Your instructions: Please make an exact copy of the lines from the one holding "Reviewer note: verify that every instance of the ocean" through the end of the data, both ends included, with no pictures.
+++ Material provided +++
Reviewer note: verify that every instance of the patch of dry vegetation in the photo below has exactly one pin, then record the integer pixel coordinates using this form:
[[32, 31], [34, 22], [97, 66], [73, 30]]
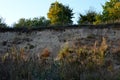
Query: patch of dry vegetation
[[72, 63]]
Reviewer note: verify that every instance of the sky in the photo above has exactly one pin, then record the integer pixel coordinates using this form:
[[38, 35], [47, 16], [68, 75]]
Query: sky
[[13, 10]]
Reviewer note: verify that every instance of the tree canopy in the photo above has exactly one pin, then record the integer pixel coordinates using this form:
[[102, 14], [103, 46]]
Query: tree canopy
[[88, 18], [32, 23], [60, 14]]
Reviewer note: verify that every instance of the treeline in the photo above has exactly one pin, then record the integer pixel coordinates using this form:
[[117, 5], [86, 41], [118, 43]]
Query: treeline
[[61, 15]]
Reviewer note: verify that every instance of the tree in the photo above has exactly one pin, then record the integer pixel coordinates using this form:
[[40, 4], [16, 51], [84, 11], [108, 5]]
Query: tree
[[60, 14], [111, 10], [88, 18], [32, 23]]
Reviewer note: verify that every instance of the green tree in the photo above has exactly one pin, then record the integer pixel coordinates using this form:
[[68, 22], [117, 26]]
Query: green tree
[[111, 10], [60, 14], [98, 19], [88, 18], [32, 23]]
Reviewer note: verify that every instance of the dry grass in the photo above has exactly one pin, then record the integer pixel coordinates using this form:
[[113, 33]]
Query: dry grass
[[81, 63]]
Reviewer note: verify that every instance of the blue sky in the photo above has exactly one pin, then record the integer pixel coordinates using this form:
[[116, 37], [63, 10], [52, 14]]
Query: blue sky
[[13, 10]]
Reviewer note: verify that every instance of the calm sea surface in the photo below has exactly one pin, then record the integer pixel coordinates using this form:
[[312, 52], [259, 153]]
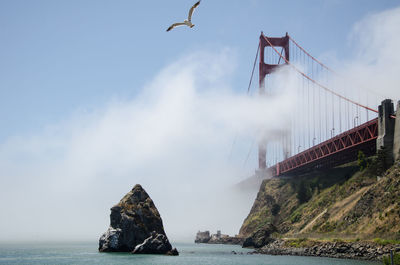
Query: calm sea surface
[[201, 254]]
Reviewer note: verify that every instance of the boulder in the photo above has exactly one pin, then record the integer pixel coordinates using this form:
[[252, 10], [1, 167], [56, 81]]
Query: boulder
[[132, 221], [260, 237], [155, 244]]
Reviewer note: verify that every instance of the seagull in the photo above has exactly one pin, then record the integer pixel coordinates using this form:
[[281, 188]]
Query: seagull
[[187, 22]]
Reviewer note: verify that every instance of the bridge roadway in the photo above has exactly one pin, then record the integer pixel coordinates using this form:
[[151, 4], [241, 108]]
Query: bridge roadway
[[333, 152]]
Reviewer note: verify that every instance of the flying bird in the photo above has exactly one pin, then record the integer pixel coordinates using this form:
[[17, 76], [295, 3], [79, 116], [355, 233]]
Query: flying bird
[[186, 22]]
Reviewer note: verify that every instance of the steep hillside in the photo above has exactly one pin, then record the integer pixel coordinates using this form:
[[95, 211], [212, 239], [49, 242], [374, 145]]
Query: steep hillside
[[343, 202]]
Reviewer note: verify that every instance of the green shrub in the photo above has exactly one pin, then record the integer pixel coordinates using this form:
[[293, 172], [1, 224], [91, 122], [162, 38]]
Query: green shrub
[[275, 209], [303, 192], [295, 217]]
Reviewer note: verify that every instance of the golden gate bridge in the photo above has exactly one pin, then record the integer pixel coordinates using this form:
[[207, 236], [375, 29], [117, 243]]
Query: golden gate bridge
[[329, 124]]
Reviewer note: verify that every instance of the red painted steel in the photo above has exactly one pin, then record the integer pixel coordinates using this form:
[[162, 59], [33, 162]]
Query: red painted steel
[[336, 148]]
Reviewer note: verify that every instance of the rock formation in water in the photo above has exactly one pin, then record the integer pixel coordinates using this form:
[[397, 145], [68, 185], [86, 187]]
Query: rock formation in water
[[155, 244], [132, 221]]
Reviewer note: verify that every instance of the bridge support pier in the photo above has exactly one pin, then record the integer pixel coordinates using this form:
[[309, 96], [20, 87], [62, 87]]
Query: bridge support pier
[[396, 140], [386, 126]]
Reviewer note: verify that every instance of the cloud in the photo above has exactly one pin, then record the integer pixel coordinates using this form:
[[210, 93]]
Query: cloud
[[376, 64], [174, 138]]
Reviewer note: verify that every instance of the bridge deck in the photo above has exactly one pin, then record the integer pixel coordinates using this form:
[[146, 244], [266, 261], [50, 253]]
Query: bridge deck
[[335, 151]]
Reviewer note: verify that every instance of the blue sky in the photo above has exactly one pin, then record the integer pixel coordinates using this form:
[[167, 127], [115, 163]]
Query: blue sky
[[57, 57]]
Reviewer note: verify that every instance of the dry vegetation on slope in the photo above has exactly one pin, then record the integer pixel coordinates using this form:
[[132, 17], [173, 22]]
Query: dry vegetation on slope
[[343, 202]]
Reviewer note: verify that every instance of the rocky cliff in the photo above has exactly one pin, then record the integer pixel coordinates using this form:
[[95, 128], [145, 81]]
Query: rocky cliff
[[343, 202], [132, 221]]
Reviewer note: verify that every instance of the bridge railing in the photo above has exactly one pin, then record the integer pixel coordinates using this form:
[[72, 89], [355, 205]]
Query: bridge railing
[[339, 149]]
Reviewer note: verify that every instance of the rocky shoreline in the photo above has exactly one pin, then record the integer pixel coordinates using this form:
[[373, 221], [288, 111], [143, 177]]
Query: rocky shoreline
[[347, 250]]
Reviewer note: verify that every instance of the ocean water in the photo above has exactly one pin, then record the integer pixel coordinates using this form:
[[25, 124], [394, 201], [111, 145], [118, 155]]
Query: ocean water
[[190, 254]]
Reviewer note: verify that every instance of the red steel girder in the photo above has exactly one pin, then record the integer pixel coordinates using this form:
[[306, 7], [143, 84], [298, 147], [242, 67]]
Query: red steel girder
[[356, 137]]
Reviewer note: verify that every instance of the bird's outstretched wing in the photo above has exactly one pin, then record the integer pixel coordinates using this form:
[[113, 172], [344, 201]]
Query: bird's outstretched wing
[[192, 10], [175, 25]]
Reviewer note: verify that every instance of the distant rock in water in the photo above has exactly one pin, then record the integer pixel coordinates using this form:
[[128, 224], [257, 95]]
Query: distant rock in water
[[155, 244], [133, 221], [202, 237]]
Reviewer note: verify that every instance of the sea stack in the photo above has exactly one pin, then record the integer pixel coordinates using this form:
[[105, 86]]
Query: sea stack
[[136, 221]]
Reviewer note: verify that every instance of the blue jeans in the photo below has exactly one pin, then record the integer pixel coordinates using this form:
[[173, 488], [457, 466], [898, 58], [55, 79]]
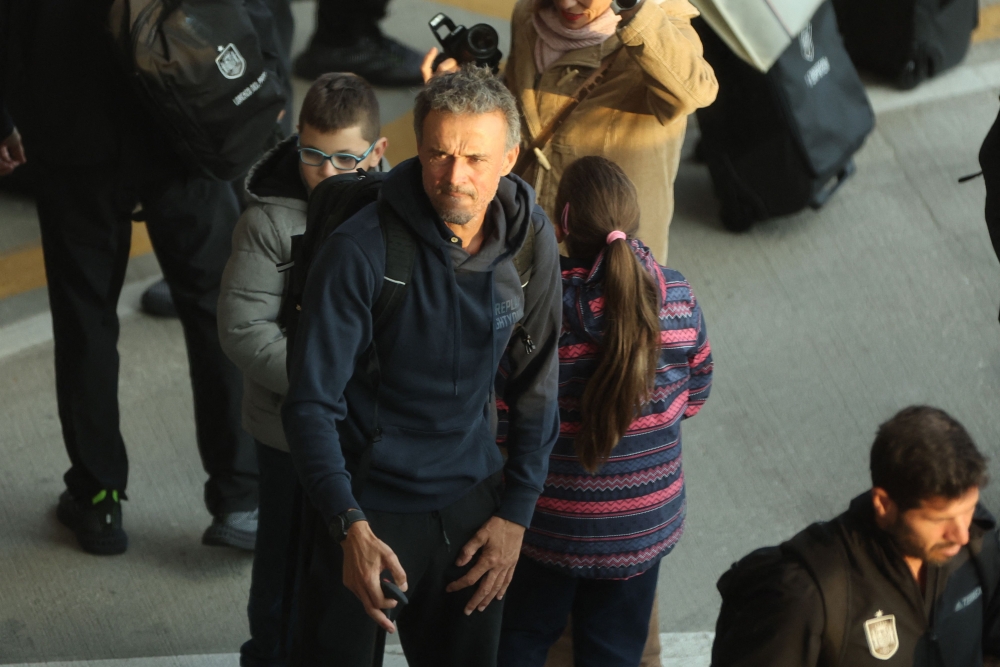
+++
Solution to this exercise:
Reviewer note: verify that every instance of the ocean water in the photo above has exactly one pin, then record the integer pixel coordinates using this form:
[[25, 124], [394, 201], [111, 145], [118, 155]]
Query: ocean water
[[190, 254]]
Reviewer note: verify that every instance of the red steel girder in the photo above has exactly one pin, then record the integer pixel coordinates using this form:
[[306, 7], [143, 84], [298, 147], [242, 67]]
Query: red steel girder
[[356, 137]]
Reviewer note: verify that every instance of the bird's outstretched wing in the photo above has exactly one pin, then record the integer pixel coordinates using this form:
[[113, 172], [344, 201]]
Query: bird's outstretched wing
[[192, 10], [175, 25]]
Reviewer note: verify that every instance of the distant rock in water in the photo above has exactly one pin, then record the integer pixel coordinates using this form:
[[128, 224], [257, 95]]
Query: distant rock in water
[[155, 244], [133, 221], [202, 237]]
Reviewer note: verify that every instance of the sea stack in the photo above has exactly one pin, then record the integer pixel coordinates using this form:
[[105, 86]]
Query: sea stack
[[136, 221]]
Reviewer note: verify that every instance of the blue jeans in the photo below has exactly one pin, then record the integer pixel coordinates using this form:
[[173, 488], [457, 466], [898, 58], [55, 79]]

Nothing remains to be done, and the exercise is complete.